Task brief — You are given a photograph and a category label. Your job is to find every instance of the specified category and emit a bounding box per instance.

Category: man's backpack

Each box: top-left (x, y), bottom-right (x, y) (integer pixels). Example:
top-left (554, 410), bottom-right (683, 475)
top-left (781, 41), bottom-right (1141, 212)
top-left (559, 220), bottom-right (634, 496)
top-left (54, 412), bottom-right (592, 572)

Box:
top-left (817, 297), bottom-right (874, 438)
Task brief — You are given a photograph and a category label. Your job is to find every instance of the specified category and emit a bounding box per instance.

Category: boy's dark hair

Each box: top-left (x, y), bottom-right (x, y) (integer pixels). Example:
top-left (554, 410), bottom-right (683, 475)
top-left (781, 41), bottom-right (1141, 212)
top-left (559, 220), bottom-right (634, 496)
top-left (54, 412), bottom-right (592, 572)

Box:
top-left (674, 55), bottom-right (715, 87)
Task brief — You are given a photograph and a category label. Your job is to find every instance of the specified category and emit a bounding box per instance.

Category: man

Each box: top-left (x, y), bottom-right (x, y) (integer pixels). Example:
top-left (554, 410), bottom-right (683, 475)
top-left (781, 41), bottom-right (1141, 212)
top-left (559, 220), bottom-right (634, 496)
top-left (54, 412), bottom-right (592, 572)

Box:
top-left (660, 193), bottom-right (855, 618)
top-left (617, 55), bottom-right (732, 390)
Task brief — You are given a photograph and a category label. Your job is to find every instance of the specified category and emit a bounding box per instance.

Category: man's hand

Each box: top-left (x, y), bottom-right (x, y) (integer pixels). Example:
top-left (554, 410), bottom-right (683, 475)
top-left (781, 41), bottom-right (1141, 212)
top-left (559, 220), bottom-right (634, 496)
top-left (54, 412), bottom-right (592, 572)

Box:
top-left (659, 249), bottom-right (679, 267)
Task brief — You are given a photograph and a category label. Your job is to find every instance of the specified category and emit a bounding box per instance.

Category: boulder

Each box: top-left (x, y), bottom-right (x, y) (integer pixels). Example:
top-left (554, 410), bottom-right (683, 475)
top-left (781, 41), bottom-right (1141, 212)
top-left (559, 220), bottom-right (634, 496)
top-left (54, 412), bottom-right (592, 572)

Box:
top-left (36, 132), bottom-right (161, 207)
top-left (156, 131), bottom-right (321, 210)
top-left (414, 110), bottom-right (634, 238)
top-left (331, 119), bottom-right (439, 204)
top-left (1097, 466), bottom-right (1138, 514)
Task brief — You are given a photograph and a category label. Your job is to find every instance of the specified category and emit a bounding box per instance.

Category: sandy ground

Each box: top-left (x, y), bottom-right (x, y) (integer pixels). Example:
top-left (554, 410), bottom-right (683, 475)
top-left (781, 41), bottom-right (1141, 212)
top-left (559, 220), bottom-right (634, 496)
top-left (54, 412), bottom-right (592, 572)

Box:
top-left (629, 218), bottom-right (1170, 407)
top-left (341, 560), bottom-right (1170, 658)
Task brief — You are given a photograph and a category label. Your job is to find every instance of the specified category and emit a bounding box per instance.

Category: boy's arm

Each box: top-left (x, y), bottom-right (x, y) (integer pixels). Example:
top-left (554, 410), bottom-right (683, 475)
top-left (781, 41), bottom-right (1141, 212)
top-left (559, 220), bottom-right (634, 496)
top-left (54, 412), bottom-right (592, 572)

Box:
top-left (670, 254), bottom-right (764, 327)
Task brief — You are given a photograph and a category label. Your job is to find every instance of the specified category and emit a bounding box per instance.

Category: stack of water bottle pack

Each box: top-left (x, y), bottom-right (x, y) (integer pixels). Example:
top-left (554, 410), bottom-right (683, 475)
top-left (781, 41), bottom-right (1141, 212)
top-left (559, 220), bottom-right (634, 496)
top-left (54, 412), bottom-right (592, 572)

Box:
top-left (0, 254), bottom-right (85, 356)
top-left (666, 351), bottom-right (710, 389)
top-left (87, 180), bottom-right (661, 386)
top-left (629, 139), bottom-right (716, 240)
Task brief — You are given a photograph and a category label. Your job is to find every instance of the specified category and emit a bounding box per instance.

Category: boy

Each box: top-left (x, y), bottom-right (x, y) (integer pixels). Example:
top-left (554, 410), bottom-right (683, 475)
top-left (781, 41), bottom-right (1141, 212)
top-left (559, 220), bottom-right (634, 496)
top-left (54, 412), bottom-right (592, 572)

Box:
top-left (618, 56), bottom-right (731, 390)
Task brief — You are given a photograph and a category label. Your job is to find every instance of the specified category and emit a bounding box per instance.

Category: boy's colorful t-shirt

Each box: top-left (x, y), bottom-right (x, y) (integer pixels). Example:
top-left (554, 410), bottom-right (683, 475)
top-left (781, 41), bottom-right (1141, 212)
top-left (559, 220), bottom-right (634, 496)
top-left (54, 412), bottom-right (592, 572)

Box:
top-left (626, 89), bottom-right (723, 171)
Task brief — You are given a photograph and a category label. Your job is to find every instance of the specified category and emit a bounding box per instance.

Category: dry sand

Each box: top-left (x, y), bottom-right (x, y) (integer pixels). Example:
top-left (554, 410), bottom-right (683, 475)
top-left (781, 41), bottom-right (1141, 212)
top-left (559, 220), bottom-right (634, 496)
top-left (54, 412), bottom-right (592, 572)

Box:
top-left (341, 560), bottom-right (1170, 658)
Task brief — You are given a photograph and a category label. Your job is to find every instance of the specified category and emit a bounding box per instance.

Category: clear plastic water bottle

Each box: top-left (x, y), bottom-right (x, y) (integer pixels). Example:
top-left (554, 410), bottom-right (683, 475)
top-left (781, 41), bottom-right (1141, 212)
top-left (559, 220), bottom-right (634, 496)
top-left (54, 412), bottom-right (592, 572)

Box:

- PROBLEM REQUIREMENTS: Retype all of the records above, line for line, with no changes.

- RESPONSE:
Task brief — You are given a photograph and a category label. Your job is to find every instance of the specified category and emit a bounding box per instance.

Category: man's backpack

Each box: top-left (x, y), bottom-right (x, y) (integer pixels). Example:
top-left (554, 410), bottom-right (683, 475)
top-left (781, 41), bottom-right (1141, 212)
top-left (559, 220), bottom-right (634, 496)
top-left (54, 412), bottom-right (592, 572)

Box:
top-left (817, 297), bottom-right (874, 438)
Task brief — You are given a photograph and a category label. Your job is to find every instance of the specified category and emit a bounding box per instance.

Category: boy's dark hair

Each box: top-left (x, y), bottom-right (x, y) (integer pixels). Example:
top-left (554, 410), bottom-right (683, 475)
top-left (781, 41), bottom-right (1141, 212)
top-left (559, 220), bottom-right (634, 496)
top-left (54, 412), bottom-right (592, 572)

Box:
top-left (674, 55), bottom-right (715, 87)
Task brief — You are given a photograph and a category label. Your job is to find every instance of the specified category and emit a bounding box per instance.

Category: man

Each box: top-left (x, y), bottom-right (x, y) (integer pixels). Example:
top-left (554, 410), bottom-right (683, 475)
top-left (781, 41), bottom-right (1141, 212)
top-left (559, 220), bottom-right (634, 496)
top-left (54, 412), bottom-right (592, 572)

Box:
top-left (660, 193), bottom-right (855, 618)
top-left (617, 55), bottom-right (732, 390)
Task brief — You are given a photograph and a category label. Your job is to find every instance of the specified category and emit a bounding box per instance.

Category: man's hand

Each box: top-left (x, y), bottom-right (x, y) (integer pixels). Example:
top-left (554, 410), bottom-right (683, 475)
top-left (781, 41), bottom-right (1141, 212)
top-left (559, 220), bottom-right (634, 496)
top-left (54, 412), bottom-right (592, 572)

Box:
top-left (659, 249), bottom-right (679, 267)
Task brief — You are given a photograph and a category label. Your job is to find every instance of the specified category and emit a bounding box per instance.

Category: boulder

Each box: top-left (x, y), bottom-right (x, y) (integer pixels). Example:
top-left (554, 410), bottom-right (683, 475)
top-left (781, 41), bottom-right (1141, 212)
top-left (559, 220), bottom-right (634, 496)
top-left (54, 412), bottom-right (592, 572)

Box:
top-left (36, 132), bottom-right (161, 207)
top-left (156, 131), bottom-right (321, 210)
top-left (414, 110), bottom-right (634, 238)
top-left (331, 119), bottom-right (439, 204)
top-left (1097, 466), bottom-right (1138, 514)
Task brief — You are given a photograph and a category label. Your job is to find every instance of the specified category and emit a bounding box per instance.

Category: sandy ground

Each box: top-left (x, y), bottom-right (x, y) (integer pixels). Example:
top-left (554, 410), bottom-right (683, 475)
top-left (781, 41), bottom-right (1141, 212)
top-left (559, 220), bottom-right (634, 496)
top-left (54, 412), bottom-right (592, 572)

Box:
top-left (629, 218), bottom-right (1170, 407)
top-left (341, 560), bottom-right (1170, 658)
Task brief — You are given a photograph and a category label. Your job is to find every instance of the specified category and emit a bounding box per instance.

Category: boy's arm

Each box: top-left (x, y), bottom-right (x, y) (integer pixels). Example:
top-left (554, 410), bottom-right (683, 475)
top-left (781, 41), bottom-right (1141, 212)
top-left (559, 220), bottom-right (634, 496)
top-left (54, 412), bottom-right (592, 572)

Box:
top-left (670, 254), bottom-right (764, 327)
Task brief — You are given a photograph and a category label. Your job is to find every instance of the specified category and emit a bounding box per instance.

Category: stack of water bottle pack

Each box: top-left (x, y), bottom-right (x, y) (integer pixels). Example:
top-left (554, 410), bottom-right (683, 475)
top-left (781, 41), bottom-right (1141, 212)
top-left (559, 220), bottom-right (634, 496)
top-left (54, 412), bottom-right (592, 572)

Box:
top-left (0, 254), bottom-right (85, 356)
top-left (666, 351), bottom-right (710, 389)
top-left (87, 180), bottom-right (661, 386)
top-left (629, 139), bottom-right (716, 240)
Task brief — You are given a photograph and a category label. Your job is to find every instance of the specified category and emit a bounding box per instance.

Category: boy

Each box: top-left (x, y), bottom-right (x, y) (integer pixels). Example:
top-left (554, 410), bottom-right (683, 475)
top-left (781, 41), bottom-right (1141, 212)
top-left (559, 220), bottom-right (634, 496)
top-left (54, 412), bottom-right (592, 572)

Box:
top-left (618, 56), bottom-right (731, 390)
Task brief — You are given a photograph and a category label. Your job is to find every instance of the specified category and emit a bounding box per instance.

Category: boy's colorful t-shirt

Each box: top-left (x, y), bottom-right (x, y) (integer pixels). Example:
top-left (554, 410), bottom-right (683, 475)
top-left (781, 41), bottom-right (1141, 212)
top-left (559, 220), bottom-right (634, 496)
top-left (54, 412), bottom-right (592, 572)

Box:
top-left (626, 89), bottom-right (723, 171)
Task brief — You are given a photograph and a category label. Your job is to find every instance of the specified category and emit a bounding box per instance.

Category: dry sand

Each box: top-left (x, y), bottom-right (x, y) (integer pixels). Example:
top-left (554, 410), bottom-right (683, 475)
top-left (781, 41), bottom-right (1141, 212)
top-left (559, 220), bottom-right (634, 496)
top-left (54, 412), bottom-right (592, 572)

Box:
top-left (341, 560), bottom-right (1170, 658)
Task brief — You are given a photograph and a category label. Your job is to find every instance of the specified category and emit a bounding box per instance.

Category: clear plastic water bottle

Each box: top-left (x, y), bottom-right (x, y) (integer pixels). Example:
top-left (554, 410), bottom-right (683, 475)
top-left (781, 41), bottom-right (1141, 212)
top-left (559, 220), bottom-right (634, 496)
top-left (54, 412), bottom-right (592, 572)

Box:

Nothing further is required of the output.